Document text:
⁂

# Forum Home Renovation Landscaping, Gardening & Outdoors  Outdoor shade/PVC blinds

## ZoomJC

Just thought I would put this out there... 
I am thinking of enclosing my verandah/deck area with PVC/Shade blinds and after using it at a holiday house a while back, I was quite impressed with the ZipTrak system for its neatness and ease of use. 
I am just wondering if anyone out there has had any experiences with these blinds, specifically with their durability, pros/cons like discolouration of PVC etc. Also efficiency iof shade blinds in keeping the heat in and wind out. 
Also any experiences with installers in Adelaide. I am thinking of going with a mob called GB Plastics here in Adelaide who manufacture their own blinds. 
Feedback appreciated, 
Thanks.

----------


## jatt

Cant help u with installers in SA, but have installed a few in Vic. 
One of the biggest problems with PVC is cleaning and doing so in such a way as to minimise scratching.  I have heard of a cleaner called VUPLEX which is supposed to be the ducks guts, but I personnally havent tried it.  Been given some recently by a supplier, so if folks out there are interested I can do a review on the stuff on the rather dusty and unloved looking ones hanging up at work when I get the chance. 
Remember PVC aint glass.  That sounds obvious but u would be surprised how many people expect them to behave as such.  The nature of the material changes (gets softer or harder) with ambient temp variations, but will not unduly affect the material itself.

⁂

Records provided:
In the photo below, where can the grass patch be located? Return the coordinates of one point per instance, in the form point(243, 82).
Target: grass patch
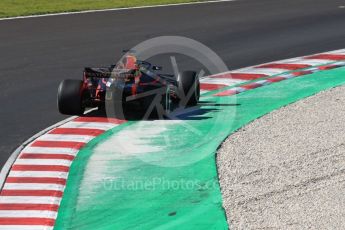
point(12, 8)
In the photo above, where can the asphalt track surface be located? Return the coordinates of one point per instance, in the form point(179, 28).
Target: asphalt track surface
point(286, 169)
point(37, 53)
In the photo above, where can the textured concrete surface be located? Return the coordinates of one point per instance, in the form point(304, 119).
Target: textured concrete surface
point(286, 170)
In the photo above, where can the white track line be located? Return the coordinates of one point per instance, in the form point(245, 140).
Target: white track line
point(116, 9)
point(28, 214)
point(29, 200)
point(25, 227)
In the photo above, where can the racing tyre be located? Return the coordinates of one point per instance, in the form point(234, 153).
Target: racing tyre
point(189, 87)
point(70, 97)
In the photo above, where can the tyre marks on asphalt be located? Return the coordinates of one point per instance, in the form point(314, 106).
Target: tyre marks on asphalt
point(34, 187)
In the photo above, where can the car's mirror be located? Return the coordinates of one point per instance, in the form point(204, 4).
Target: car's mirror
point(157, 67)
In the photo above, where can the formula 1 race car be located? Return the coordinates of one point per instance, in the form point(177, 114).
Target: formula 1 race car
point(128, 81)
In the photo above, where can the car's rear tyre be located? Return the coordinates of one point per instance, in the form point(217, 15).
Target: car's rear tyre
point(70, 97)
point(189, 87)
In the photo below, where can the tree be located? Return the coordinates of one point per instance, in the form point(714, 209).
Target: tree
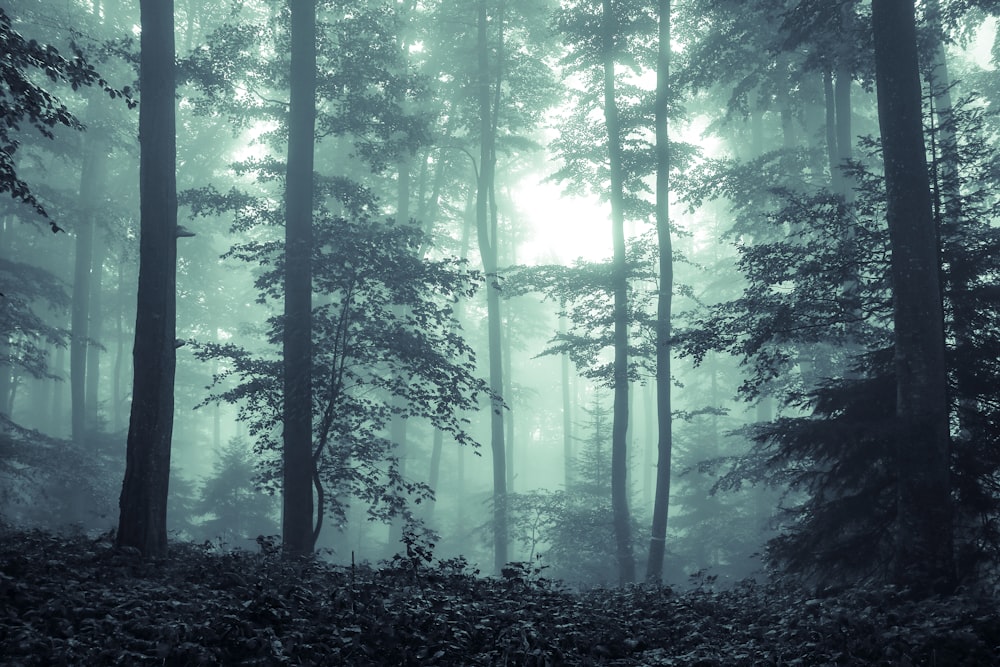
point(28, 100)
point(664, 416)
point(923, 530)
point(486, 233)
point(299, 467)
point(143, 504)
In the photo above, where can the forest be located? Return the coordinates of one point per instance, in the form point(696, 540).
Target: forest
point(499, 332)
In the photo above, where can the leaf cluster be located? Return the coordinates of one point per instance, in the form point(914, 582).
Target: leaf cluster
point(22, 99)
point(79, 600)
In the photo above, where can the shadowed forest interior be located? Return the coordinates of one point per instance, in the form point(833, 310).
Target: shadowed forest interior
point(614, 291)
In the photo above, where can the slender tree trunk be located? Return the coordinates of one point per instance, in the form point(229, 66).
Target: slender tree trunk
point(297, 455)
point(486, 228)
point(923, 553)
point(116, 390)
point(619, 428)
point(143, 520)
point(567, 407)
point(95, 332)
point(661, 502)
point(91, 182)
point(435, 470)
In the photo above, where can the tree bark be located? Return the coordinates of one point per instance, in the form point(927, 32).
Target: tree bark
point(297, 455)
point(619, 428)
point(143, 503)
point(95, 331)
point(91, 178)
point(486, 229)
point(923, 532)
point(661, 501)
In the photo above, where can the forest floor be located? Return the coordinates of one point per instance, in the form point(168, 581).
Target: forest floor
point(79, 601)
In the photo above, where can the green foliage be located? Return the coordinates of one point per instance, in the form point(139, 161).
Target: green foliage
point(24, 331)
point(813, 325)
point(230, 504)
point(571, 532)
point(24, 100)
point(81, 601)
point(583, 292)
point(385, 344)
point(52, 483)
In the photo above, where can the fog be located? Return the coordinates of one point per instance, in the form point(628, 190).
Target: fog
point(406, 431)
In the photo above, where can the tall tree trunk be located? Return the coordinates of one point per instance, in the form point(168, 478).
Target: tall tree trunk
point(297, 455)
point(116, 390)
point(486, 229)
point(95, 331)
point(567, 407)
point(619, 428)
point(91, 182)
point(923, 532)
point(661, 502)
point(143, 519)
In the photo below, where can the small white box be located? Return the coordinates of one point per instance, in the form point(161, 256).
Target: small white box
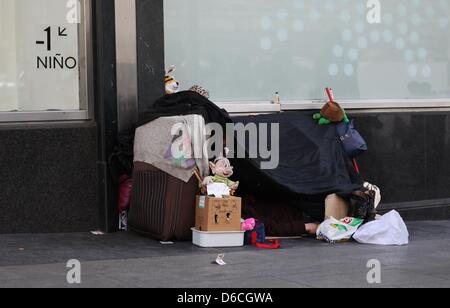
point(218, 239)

⁂

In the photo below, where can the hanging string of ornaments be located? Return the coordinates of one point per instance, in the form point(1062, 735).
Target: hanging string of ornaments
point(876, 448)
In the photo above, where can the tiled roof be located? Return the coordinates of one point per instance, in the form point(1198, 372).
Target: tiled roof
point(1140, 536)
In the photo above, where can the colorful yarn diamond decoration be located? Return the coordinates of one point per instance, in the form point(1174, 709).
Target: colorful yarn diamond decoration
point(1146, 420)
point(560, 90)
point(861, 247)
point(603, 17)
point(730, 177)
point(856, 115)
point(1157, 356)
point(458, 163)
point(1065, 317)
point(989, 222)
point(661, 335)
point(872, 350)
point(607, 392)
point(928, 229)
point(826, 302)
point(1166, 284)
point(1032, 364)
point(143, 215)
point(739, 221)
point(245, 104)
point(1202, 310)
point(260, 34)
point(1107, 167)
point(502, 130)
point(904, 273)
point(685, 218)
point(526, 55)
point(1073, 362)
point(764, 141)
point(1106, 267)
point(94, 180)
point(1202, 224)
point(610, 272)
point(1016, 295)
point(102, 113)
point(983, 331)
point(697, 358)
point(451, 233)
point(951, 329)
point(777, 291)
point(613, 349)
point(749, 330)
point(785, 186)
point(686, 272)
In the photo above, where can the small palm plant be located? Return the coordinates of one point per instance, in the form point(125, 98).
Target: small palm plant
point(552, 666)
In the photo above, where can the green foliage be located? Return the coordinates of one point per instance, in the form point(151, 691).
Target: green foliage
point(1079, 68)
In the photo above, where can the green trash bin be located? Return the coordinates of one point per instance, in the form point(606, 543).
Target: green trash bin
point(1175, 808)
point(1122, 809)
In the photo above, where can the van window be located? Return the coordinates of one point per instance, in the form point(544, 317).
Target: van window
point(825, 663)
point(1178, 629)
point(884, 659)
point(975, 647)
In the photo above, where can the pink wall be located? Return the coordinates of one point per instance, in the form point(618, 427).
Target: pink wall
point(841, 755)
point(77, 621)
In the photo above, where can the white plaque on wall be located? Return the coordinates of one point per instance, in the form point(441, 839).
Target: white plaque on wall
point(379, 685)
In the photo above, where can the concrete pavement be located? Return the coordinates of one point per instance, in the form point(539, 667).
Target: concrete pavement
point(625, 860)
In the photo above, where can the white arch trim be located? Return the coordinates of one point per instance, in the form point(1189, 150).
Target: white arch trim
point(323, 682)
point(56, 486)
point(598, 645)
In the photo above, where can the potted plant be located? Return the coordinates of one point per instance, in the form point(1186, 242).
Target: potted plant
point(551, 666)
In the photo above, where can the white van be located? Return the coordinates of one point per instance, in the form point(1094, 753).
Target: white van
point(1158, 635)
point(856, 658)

⁂

Instructions to follow: Print the passage of the PVC blinds thread word for word, beginning at the words "Cant help u" and stopping after "get the chance.". The entries were taken from a separate source and have nothing to do with the PVC blinds thread.

Reply to the exercise:
Cant help u with installers in SA, but have installed a few in Vic. 
One of the biggest problems with PVC is cleaning and doing so in such a way as to minimise scratching.  I have heard of a cleaner called VUPLEX which is supposed to be the ducks guts, but I personnally havent tried it.  Been given some recently by a supplier, so if folks out there are interested I can do a review on the stuff on the rather dusty and unloved looking ones hanging up at work when I get the chance.